Excerpt to read:
=======
Dr. Nora D. Volkow, director of the drug abuse institute, told a conference on drug dependency in June that she had never met a patient who wanted to be an addict.
"Sure," she said, "they start out wanting to take a drug. But the problem is we don't know who will become addicted."
According to the Institute of Medicine of the National Academy of Science, 32 percent of people who try tobacco become dependent, as do 23 percent of those who try heroin, 17 percent who try cocaine, 15 percent who try alcohol and 9 percent who try marijuana.
Dr. Cami and Dr. Farré observed that personality traits like risk-taking and novelty-seeking tendencies, as well as mental disorders, are "major conditioning factors in drug addiction."
An increased risk of drug abuse has been associated with psychiatric disorders like schizophrenia, bipolar disorder, depression and attention deficit hyperactivity disorder, they wrote.
Changing the Brain
In a "perspectives" article in The Journal of the American Medical Association this month, Brian Vastag, reporting on the June conference, wrote, "The brain changes during addiction."
Mr. Vastag explained that all drugs of abuse activated a pleasure pathway in the brain, the "dopamine reward circuit," which is connected to areas that control memory, emotion and motivation. Any activity that activates those pathways reinforces the pleasurable behavior.
"Eventually," he wrote, "the dopamine circuit becomes blunted; with tolerance, a drug simply pushes the circuit back to normal, boosting the user out of depression but no longer propelling him or her toward euphoria."
By repeatedly supplying the body with the substance, a new state of "normal" is created, causing the person to continue using the substance to feel normal.
The changes in the brain, though not permanent, can be long lasting. Dr. Volkow found that the dopamine system of cocaine users remained impaired for up to three months after their last snort.
=======
Recorded information:
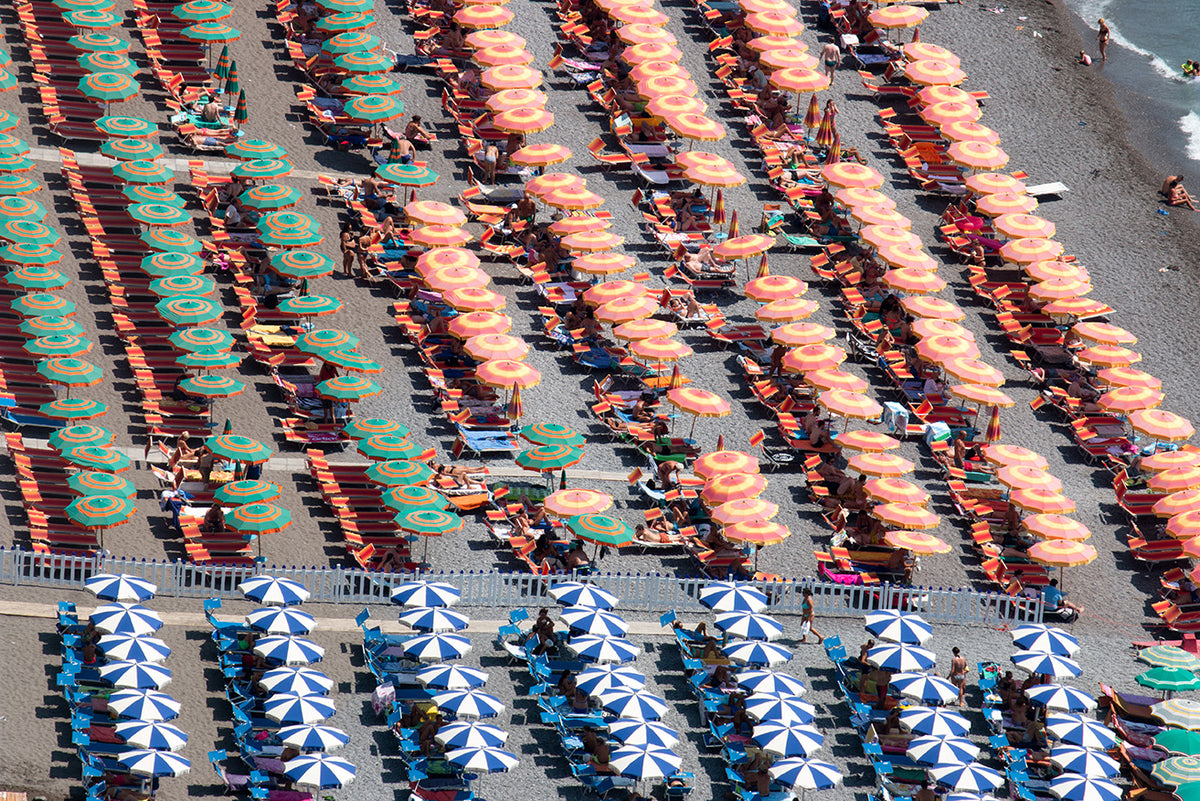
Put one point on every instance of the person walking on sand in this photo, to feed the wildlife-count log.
(808, 613)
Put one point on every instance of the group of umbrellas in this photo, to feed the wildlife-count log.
(132, 664)
(472, 746)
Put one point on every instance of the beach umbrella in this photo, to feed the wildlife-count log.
(298, 680)
(143, 705)
(154, 763)
(425, 594)
(1084, 762)
(135, 675)
(129, 648)
(274, 590)
(436, 648)
(468, 703)
(1061, 698)
(1079, 730)
(787, 740)
(281, 620)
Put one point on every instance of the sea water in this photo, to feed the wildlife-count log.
(1151, 40)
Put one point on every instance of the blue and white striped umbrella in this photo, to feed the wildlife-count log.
(634, 704)
(136, 649)
(971, 777)
(1069, 787)
(732, 596)
(787, 740)
(313, 736)
(483, 760)
(425, 594)
(1079, 730)
(643, 763)
(1061, 698)
(281, 620)
(154, 763)
(143, 705)
(601, 678)
(123, 618)
(940, 722)
(468, 703)
(137, 675)
(924, 687)
(1085, 762)
(436, 648)
(301, 681)
(292, 709)
(451, 676)
(108, 586)
(942, 751)
(603, 649)
(1048, 639)
(471, 734)
(147, 734)
(274, 591)
(587, 620)
(1047, 664)
(289, 650)
(319, 771)
(577, 594)
(643, 734)
(435, 619)
(901, 658)
(756, 652)
(748, 625)
(805, 774)
(769, 681)
(897, 626)
(784, 709)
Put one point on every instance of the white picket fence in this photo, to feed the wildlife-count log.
(496, 589)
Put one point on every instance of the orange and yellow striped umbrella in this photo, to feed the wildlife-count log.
(918, 542)
(797, 335)
(912, 281)
(849, 174)
(849, 404)
(1014, 455)
(1006, 203)
(1026, 476)
(977, 155)
(934, 308)
(895, 17)
(786, 311)
(905, 516)
(880, 464)
(867, 441)
(508, 373)
(747, 510)
(627, 309)
(1162, 426)
(810, 357)
(769, 288)
(1042, 501)
(1126, 399)
(733, 486)
(934, 73)
(985, 396)
(496, 345)
(948, 112)
(834, 379)
(474, 299)
(1056, 527)
(973, 371)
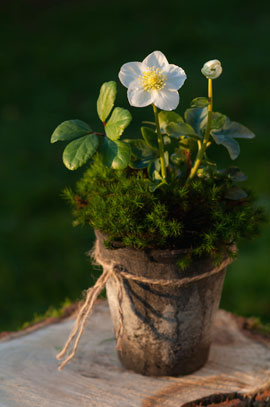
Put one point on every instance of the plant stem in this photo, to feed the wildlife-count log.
(160, 144)
(203, 147)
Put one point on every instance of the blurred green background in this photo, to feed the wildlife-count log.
(53, 57)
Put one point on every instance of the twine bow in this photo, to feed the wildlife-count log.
(117, 272)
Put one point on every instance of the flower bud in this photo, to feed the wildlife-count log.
(212, 69)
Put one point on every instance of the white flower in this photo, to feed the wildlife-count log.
(212, 69)
(153, 80)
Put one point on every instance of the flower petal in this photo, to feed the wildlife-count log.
(166, 99)
(156, 59)
(129, 72)
(138, 97)
(175, 77)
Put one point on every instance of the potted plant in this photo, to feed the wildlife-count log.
(166, 217)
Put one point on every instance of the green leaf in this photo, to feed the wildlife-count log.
(154, 168)
(116, 154)
(79, 151)
(197, 117)
(106, 99)
(218, 120)
(178, 130)
(150, 137)
(199, 102)
(229, 143)
(236, 193)
(69, 130)
(166, 117)
(236, 175)
(117, 123)
(141, 150)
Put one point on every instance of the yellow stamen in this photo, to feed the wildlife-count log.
(153, 79)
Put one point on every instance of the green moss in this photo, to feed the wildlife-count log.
(197, 217)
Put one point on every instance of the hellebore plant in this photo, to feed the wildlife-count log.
(160, 189)
(167, 147)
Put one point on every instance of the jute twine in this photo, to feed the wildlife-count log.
(114, 270)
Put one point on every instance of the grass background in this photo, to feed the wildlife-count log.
(54, 55)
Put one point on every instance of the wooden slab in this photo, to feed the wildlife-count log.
(95, 378)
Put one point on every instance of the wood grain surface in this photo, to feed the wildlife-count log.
(29, 377)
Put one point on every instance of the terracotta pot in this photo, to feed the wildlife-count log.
(167, 330)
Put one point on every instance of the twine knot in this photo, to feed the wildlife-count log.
(117, 272)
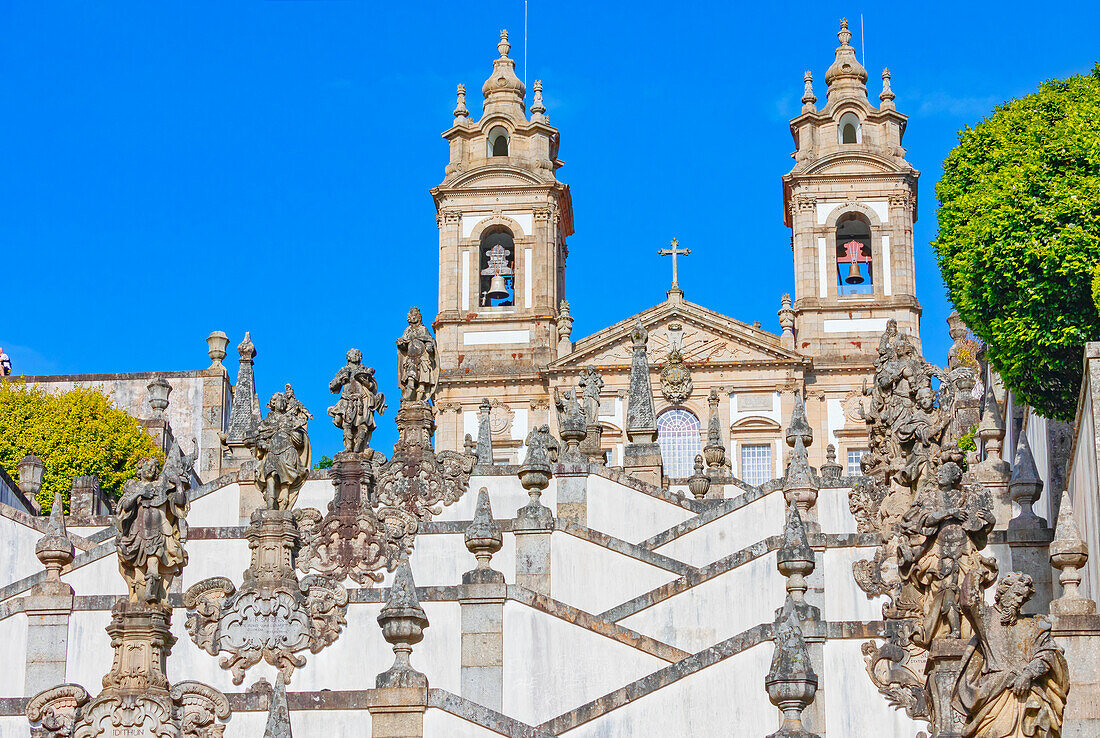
=======
Assigned task 1: Rewrite the part of the passage on drug addiction between "The changes in" and "their last snort.", inclusive, putting "long-lived" in place of "long lasting".
Assigned task 2: Write the next part of the passage on how drug addiction changes the brain, starting right after its last sentence.
The rows have nothing to do with what follows.

Answer 1:
The changes in the brain, though not permanent, can be long-lived. Dr. Volkow found that the dopamine system of cocaine users remained impaired for up to three months after their last snort.

Answer 2:
And despite years of abstinence, former addicts may experience intense cravings when they are exposed to certain cues like watching drug use by a movie character.
The Barcelona experts, in discussing the addiction mechanisms, noted, "Long-term administration of addictive drugs produces alterations in the brain that increase vulnerability to relapse and facilitate craving even months or years after successful detoxification."
Those changes involve cognitive areas and drug-rewarding circuits.
For someone who used drugs to relieve an emotional problem or psychiatric disorder that was not otherwise treated, the temptation to revert to the assuaging drug can be irresistible. Without follow-up treatment for both the addictive disorder and the underlying mental illness, the chances of a lasting recovery from addiction may be slim.
Further, there is clearly not one route to recovery. Some addicts manage to kick their habits without any outside help; others require month long inpatient programs and continued reinforcement, either professional or lay. Still others may need a year of outpatient treatment plus aftercare. Many former addicts find that support groups of fellow former addicts like Alcoholics Anonymous and Narcotics Anonymous help them maintain their drug-free status.
Because prolonged exposure to abused drugs results in long-lasting changes in the brain, "addiction should be considered a chronic medical illness," the Barcelona scientists said. As with other chronic illnesses, including hypertension and diabetes, addiction and its treatment require "long-term strategies based on medication, psychological support and continued monitoring," they concluded. In addition, other experts have suggested, treatment of addiction should be fully insured with no limit on the number of visits covered.